▶ Given passage
----------------

Niklaus Riggenbach (21 May 1817 – 25 July 1899) was the inventor of the Riggenbach rack system and the counter-pressure brake. He was also an engineer and locomotive builder.

Niklaus Riggenbach, from Rünenberg, Basel-Landschaft, Switzerland, was born in Guebwiller, Alsace.  After the death of his father, his mother returned to Basel with her eight young children. At age 16 Riggenbach began an apprenticeship as a mechanic, going abroad after completing his training.  In 1837 he found his way to Paris, where he accepted employment.  By taking technical courses in night school, he acquired considerable knowledge in mathematics and physics.  With the opening of the Paris-St. Germain railroad line in 1839 he found his vocation to build locomotives.

In June 1840 he moved to Karlsruhe, Germany, and found employment in the machine works of Emil Kessler.  Here he soon rose to managing director and was involved in the construction of no less than 150 locomotives. One of these steam engines was the "Limmat" of the Schweizerischen Nordbahn (Swiss Northern Railway), opened on 9 August 1847, also called the Spanisch-Brötli line, which he ferried to Switzerland in order to test it on the Zürich-Baden line.

----------------

▶ What you will do
Copy the passage on Niklaus Riggenbach word for word, beginning at "Niklaus Riggenbach (21" and stopping after "to build locomotives.".

[Dataset records]
----------------

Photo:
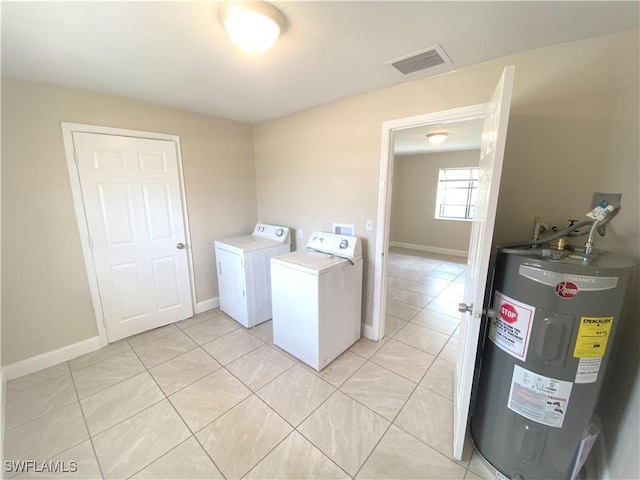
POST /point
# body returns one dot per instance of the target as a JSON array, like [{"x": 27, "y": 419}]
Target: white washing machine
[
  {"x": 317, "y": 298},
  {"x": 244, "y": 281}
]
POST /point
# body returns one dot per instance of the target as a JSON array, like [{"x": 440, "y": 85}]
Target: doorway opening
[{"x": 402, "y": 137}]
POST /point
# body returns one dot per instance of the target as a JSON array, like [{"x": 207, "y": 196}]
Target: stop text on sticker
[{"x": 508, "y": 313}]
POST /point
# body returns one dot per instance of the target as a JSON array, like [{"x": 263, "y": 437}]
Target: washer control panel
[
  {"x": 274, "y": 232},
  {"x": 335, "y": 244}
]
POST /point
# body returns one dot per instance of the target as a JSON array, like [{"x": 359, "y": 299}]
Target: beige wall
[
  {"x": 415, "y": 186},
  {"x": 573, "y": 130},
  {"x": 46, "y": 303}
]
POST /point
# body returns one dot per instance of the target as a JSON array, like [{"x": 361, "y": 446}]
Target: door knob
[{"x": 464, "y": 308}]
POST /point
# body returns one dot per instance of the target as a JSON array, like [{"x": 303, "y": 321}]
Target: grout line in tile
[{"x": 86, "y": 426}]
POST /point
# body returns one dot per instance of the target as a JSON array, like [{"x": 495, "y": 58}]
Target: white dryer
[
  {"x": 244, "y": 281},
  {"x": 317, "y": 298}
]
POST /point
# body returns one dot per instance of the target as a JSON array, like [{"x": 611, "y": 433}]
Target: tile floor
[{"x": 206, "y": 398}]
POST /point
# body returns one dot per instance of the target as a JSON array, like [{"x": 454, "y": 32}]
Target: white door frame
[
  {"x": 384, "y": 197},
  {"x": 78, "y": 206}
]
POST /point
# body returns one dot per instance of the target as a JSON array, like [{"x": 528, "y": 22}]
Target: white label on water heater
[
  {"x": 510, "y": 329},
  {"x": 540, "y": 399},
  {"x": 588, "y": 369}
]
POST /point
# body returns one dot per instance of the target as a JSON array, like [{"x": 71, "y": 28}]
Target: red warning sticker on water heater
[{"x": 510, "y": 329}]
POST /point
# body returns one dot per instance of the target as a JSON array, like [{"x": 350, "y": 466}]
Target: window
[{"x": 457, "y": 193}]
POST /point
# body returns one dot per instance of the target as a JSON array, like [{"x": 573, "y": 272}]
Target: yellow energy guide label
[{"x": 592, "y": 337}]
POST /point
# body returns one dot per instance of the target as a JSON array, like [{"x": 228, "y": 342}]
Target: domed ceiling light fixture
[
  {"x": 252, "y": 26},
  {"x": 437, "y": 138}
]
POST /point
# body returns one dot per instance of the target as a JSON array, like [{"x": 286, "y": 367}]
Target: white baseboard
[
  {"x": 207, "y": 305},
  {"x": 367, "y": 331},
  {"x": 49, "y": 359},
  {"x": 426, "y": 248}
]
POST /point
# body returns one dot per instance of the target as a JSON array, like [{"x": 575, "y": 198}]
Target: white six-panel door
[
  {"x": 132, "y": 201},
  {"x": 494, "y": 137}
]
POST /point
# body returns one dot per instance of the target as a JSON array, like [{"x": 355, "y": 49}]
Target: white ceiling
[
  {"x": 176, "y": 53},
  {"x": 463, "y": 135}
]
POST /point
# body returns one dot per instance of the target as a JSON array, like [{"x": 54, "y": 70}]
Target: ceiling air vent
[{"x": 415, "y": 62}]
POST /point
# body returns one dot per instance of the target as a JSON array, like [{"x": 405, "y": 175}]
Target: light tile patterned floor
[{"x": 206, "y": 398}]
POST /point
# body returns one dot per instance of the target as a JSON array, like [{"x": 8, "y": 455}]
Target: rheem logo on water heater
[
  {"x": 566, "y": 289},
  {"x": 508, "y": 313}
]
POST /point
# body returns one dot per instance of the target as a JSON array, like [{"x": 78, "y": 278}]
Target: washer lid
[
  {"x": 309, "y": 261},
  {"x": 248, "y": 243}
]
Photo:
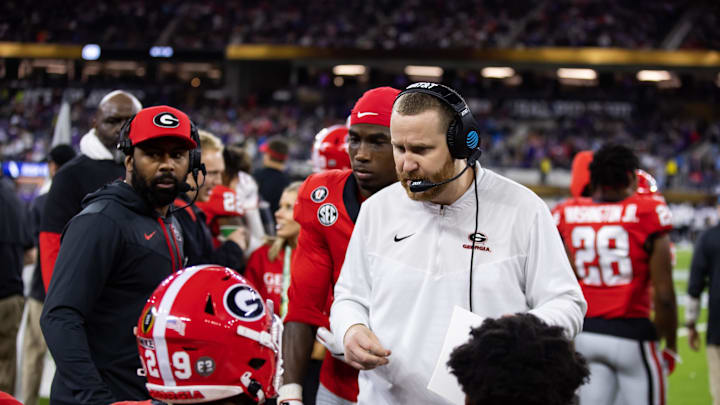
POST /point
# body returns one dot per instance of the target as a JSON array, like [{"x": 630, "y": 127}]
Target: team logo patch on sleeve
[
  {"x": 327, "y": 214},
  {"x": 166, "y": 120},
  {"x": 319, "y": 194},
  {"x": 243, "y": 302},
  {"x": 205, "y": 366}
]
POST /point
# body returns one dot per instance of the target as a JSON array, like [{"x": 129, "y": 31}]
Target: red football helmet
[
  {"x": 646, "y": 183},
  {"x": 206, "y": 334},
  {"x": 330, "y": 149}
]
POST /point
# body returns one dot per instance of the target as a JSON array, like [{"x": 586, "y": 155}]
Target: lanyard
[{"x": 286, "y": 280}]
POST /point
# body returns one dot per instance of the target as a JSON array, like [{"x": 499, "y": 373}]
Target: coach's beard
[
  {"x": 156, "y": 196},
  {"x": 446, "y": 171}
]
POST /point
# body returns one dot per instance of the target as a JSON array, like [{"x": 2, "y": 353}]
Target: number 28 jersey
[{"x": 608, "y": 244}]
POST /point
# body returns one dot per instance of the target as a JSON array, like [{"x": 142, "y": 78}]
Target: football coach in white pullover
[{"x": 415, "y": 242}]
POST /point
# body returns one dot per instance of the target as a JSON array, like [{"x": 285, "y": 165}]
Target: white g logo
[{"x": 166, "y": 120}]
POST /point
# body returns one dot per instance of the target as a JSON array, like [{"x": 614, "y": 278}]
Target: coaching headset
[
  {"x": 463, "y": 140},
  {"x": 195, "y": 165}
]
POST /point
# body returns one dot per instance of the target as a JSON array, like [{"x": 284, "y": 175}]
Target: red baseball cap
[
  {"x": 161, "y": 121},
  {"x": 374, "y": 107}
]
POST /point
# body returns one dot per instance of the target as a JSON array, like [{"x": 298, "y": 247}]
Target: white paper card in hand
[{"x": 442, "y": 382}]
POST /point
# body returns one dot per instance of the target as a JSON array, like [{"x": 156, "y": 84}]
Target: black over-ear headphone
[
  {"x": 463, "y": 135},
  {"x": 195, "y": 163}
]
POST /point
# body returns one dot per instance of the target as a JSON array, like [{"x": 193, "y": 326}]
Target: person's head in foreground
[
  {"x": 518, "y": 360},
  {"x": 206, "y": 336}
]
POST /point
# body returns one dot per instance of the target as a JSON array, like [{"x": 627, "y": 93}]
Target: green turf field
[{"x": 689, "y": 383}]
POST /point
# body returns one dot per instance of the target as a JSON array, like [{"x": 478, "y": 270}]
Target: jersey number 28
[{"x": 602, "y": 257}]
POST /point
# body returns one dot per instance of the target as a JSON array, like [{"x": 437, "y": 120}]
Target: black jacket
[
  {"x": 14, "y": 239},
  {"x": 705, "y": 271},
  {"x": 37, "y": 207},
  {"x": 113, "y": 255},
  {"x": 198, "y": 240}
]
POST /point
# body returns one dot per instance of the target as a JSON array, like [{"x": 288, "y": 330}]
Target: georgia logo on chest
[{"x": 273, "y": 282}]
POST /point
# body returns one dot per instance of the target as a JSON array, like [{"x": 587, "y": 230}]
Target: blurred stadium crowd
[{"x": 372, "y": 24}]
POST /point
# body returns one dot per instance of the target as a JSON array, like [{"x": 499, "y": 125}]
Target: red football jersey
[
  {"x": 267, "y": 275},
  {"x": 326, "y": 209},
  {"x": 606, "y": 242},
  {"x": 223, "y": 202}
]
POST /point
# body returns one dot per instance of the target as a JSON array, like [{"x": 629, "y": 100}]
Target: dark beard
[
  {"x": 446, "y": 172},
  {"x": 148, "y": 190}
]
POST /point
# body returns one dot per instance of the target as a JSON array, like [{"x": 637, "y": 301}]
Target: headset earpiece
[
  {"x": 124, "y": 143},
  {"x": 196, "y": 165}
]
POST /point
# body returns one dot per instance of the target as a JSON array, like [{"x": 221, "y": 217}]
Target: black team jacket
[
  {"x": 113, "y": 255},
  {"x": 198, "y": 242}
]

----------------

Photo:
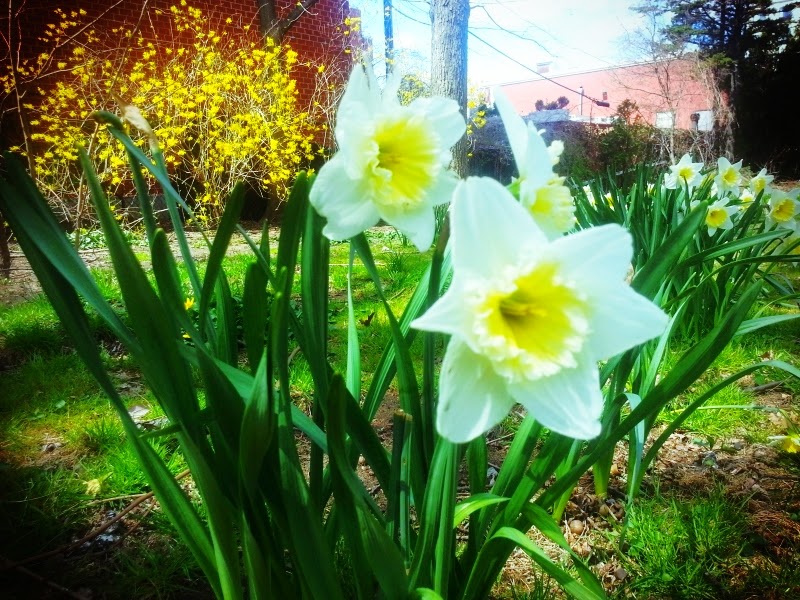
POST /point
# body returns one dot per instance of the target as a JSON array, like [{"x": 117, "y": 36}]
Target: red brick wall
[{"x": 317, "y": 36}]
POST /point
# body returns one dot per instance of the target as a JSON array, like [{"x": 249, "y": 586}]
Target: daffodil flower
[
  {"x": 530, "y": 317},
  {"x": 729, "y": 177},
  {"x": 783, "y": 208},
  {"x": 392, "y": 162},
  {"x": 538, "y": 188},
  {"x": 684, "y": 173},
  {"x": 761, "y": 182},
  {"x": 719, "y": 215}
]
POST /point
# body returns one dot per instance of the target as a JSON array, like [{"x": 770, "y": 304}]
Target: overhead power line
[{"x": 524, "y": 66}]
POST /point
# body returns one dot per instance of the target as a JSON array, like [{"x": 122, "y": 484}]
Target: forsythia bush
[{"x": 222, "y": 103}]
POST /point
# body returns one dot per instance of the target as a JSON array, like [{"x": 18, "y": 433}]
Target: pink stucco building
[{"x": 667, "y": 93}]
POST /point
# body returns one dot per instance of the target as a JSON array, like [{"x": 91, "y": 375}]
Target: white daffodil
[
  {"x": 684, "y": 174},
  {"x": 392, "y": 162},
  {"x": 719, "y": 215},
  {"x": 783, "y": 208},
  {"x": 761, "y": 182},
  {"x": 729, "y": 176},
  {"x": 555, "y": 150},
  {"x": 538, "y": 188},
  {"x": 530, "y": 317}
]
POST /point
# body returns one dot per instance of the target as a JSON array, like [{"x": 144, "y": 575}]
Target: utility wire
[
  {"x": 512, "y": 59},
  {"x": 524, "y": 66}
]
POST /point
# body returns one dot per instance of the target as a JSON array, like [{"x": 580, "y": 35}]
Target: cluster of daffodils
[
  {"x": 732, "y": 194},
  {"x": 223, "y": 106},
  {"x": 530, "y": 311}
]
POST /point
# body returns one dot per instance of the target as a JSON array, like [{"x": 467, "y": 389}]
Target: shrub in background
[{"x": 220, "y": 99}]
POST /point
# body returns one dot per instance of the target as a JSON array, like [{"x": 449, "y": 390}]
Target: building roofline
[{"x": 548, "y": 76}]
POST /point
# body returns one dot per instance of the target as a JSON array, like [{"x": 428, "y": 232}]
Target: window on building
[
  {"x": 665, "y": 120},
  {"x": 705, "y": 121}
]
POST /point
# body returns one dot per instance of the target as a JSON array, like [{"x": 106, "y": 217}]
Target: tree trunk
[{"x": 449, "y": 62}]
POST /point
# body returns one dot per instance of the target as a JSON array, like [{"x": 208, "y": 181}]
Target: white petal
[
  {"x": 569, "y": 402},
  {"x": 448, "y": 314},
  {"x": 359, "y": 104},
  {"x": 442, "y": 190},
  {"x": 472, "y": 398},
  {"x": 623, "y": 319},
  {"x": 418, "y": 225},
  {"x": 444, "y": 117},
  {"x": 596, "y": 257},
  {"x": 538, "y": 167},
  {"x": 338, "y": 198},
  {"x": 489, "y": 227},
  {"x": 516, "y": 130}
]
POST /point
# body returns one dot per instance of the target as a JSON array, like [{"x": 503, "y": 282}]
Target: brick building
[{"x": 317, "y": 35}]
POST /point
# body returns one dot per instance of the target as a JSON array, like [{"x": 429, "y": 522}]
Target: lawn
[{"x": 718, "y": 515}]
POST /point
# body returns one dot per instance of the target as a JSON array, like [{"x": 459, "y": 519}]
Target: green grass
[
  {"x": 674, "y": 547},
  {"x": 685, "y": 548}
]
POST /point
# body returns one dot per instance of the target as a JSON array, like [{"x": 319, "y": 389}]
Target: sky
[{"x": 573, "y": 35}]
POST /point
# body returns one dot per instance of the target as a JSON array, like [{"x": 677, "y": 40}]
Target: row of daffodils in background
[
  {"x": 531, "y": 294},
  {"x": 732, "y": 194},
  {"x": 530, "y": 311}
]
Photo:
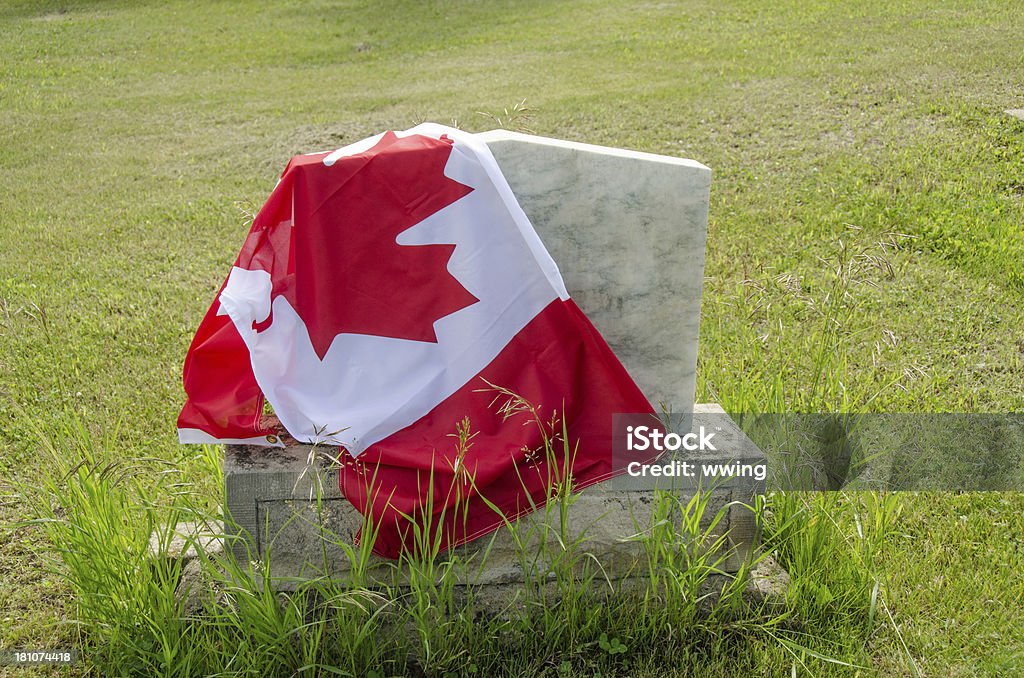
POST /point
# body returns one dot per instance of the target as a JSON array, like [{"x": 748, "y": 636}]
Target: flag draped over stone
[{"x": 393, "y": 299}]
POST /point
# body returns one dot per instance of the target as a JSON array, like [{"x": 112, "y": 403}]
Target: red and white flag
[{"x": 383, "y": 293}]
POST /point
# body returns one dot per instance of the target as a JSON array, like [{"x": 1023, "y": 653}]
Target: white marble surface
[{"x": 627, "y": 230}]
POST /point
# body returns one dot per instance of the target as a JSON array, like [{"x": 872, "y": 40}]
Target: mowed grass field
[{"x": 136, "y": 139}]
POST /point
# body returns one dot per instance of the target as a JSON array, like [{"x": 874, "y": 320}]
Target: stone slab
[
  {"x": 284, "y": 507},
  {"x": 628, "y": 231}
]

----------------

▶ Response to the task
Niklaus Riggenbach (21 May 1817 – 25 July 1899) was the inventor of the Riggenbach rack system and the counter-pressure brake. He was also an engineer and locomotive builder.

Niklaus Riggenbach, from Rünenberg, Basel-Landschaft, Switzerland, was born in Guebwiller, Alsace.  After the death of his father, his mother returned to Basel with her eight young children. At age 16 Riggenbach began an apprenticeship as a mechanic, going abroad after completing his training.  In 1837 he found his way to Paris, where he accepted employment.  By taking technical courses in night school, he acquired considerable knowledge in mathematics and physics.  With the opening of the Paris-St. Germain railroad line in 1839 he found his vocation to build locomotives.